- **OBJECTIVE**
Update the lines of data starting with the line that contains "Where can you see the marble" and going on through the line that contains "<point>268,130</point>" by replacing "marble column" with "stone pillar", leaving everything else unchanged.

[Saved data entries]
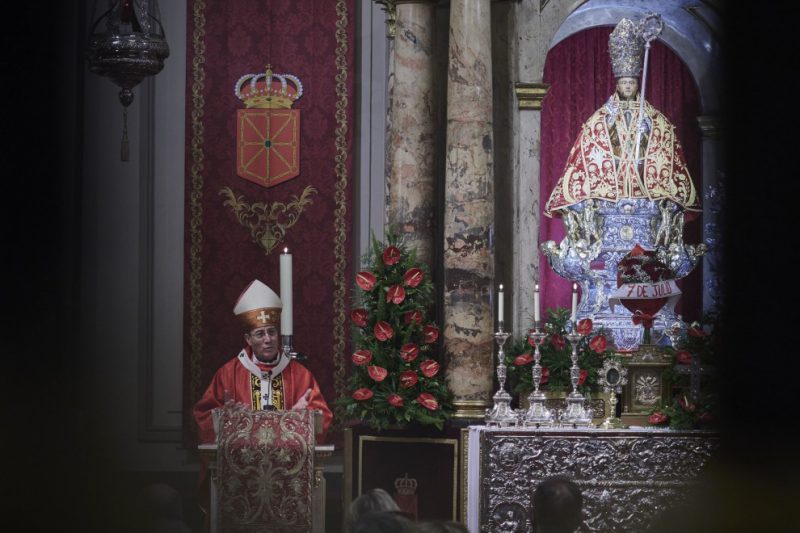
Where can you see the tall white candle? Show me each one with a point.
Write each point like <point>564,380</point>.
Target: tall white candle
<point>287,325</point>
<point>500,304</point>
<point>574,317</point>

---

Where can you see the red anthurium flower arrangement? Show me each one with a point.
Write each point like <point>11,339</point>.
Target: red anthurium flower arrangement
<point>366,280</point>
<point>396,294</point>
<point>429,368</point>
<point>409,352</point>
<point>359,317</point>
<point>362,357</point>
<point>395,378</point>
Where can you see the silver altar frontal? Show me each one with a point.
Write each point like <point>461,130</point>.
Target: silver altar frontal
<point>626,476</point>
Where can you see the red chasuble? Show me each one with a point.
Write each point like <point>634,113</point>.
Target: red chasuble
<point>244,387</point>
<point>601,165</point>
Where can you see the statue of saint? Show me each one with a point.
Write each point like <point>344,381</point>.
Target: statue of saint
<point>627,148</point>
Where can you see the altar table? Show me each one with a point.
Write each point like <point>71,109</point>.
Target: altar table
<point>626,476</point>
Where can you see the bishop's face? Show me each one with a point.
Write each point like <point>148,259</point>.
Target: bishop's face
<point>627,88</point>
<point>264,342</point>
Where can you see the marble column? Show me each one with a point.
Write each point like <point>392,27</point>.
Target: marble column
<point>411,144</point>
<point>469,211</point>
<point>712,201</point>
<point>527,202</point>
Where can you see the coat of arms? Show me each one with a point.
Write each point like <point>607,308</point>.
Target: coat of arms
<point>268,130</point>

- **RESULT OF THIS EXERCISE**
Where can you see the stone pillar? Show me each one with a point.
Write each point like <point>392,27</point>.
Target: stone pillar
<point>411,144</point>
<point>469,211</point>
<point>712,201</point>
<point>527,202</point>
Where can you see the coat of arms? Show me each one with a point.
Write each point like <point>607,308</point>.
Target: coat of arms
<point>268,130</point>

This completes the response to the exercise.